PROBLEM A:
Show each line of the entries below that contains the word "wall".

UPDATED 10:57 EDT / MAY 25 2018

BIG DATA

Toyota breaks data silos to go toe-to-toe with Uber and Co.

Do old incumbents really have a chance against nimble, zero-baggage startups? The automotive industry is a good place to dig out the answer to that question. Established giants like Ford Motor Co. and Toyota Motor Corp. are leveraging data compete against transportation service startups like Uber Technologies Inc.

The days when auto makers only had to worry about other auto makers outperforming them are long gone, according to Smail Haddad (pictured, right), senior information technology director of data governance, data delivery and architecture at Toyota Motor North America.

“Our new competition is all the technology companies — the Google, the Apple, the Amazon,” Haddad said. Luckily, Toyota — and many incumbent companies across industries — already owns tons of data from its decades in business. The company is breaking it out of silos to gain a competitive advantage in consumer experience, operations and other areas.

(Data items)
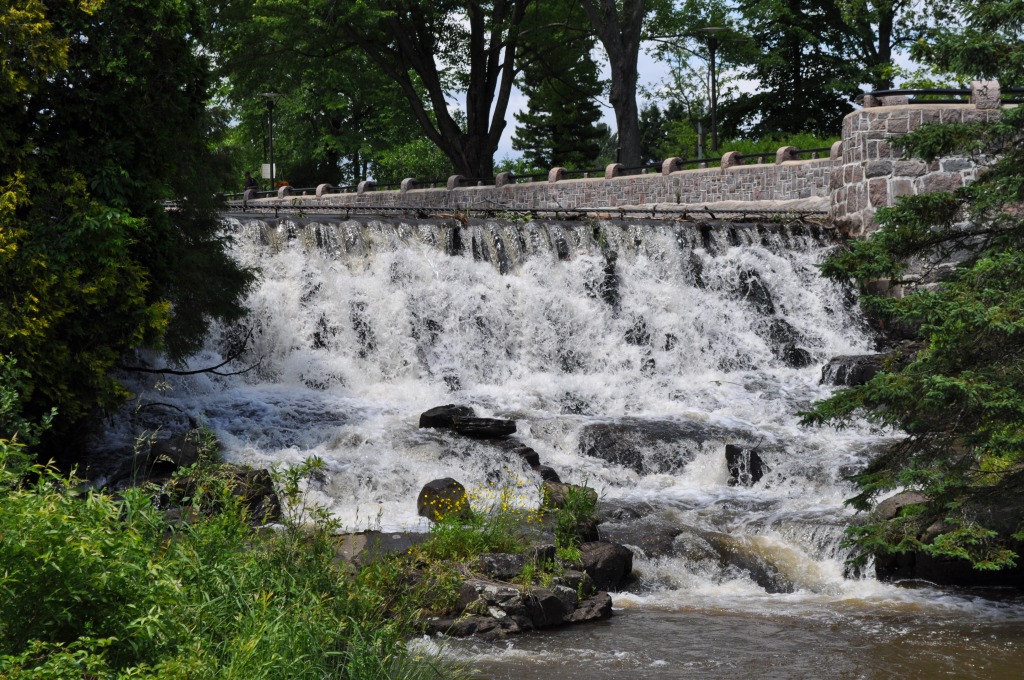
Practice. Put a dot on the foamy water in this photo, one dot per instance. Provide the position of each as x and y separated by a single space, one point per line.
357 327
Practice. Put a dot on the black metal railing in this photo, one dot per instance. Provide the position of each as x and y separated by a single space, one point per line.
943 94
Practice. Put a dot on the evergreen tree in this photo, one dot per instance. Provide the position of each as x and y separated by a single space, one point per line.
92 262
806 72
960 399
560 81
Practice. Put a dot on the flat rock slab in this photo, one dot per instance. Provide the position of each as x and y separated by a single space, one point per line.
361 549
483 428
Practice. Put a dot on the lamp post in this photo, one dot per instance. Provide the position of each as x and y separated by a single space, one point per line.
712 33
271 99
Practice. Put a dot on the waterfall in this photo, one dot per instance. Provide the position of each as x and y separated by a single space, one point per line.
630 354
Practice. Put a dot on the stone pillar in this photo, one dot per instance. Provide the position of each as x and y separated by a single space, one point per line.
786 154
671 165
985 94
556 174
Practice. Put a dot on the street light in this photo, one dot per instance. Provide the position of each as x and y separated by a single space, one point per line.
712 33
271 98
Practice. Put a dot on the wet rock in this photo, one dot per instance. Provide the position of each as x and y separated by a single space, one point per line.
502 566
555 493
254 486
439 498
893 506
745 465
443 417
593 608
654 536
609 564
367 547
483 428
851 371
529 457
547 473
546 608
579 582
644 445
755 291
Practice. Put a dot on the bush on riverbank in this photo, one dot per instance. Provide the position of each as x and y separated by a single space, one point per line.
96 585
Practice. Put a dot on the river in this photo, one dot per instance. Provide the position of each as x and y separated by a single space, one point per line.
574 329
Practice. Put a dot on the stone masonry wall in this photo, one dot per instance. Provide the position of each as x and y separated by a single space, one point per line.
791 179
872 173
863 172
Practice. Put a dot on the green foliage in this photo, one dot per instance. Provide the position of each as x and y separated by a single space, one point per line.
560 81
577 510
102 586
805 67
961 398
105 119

* * *

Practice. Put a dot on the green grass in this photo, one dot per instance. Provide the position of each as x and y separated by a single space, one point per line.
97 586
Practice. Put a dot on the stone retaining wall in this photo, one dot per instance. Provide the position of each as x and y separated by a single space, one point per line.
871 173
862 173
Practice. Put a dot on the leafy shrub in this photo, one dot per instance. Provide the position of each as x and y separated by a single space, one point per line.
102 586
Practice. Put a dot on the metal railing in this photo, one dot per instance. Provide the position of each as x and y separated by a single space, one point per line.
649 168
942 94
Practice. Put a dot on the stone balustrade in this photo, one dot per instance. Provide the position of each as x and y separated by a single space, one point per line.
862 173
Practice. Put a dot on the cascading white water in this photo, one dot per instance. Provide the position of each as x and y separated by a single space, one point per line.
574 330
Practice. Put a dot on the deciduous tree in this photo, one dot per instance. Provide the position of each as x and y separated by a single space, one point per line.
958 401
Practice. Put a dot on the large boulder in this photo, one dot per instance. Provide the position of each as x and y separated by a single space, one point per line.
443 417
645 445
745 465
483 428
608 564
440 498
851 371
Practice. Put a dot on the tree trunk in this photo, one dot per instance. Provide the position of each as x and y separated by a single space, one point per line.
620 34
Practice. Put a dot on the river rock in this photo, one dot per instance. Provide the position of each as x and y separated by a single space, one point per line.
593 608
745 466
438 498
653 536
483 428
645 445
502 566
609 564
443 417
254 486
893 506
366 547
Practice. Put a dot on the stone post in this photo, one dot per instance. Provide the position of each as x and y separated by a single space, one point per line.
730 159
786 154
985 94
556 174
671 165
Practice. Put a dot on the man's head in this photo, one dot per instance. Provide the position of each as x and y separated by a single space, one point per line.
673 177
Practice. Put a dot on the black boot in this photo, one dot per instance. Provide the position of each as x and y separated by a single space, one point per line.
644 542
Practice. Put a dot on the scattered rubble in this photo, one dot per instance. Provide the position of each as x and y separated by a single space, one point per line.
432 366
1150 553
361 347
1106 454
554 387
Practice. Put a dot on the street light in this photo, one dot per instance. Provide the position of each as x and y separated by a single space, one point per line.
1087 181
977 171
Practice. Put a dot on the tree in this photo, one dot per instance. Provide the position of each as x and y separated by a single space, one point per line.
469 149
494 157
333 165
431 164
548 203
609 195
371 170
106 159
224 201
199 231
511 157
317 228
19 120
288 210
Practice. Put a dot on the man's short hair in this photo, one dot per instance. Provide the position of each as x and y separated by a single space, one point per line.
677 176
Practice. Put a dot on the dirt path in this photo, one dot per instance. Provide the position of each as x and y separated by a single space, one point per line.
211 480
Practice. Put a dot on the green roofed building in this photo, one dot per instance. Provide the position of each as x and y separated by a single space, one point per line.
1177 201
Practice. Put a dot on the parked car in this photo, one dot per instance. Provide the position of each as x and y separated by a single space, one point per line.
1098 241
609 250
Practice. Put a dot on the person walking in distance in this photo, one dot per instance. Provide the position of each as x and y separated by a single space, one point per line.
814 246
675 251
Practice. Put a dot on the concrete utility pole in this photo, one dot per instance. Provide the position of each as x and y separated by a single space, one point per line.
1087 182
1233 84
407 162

PROBLEM B:
In the article on Toyota, which companies does Haddad name as Toyota's new competition?

RIGHT ANSWER A:
Practice. Put a dot on the stone masonry wall in this photo, one dot per instance. Provide the position of each as x and y separated by a single space, one point per line.
Practice. Put a dot on the stone retaining wall in this photo, one dot per instance. Provide the position of each as x and y separated by a single space, one point per line.

RIGHT ANSWER B:
Technology companies: Google, Apple and Amazon.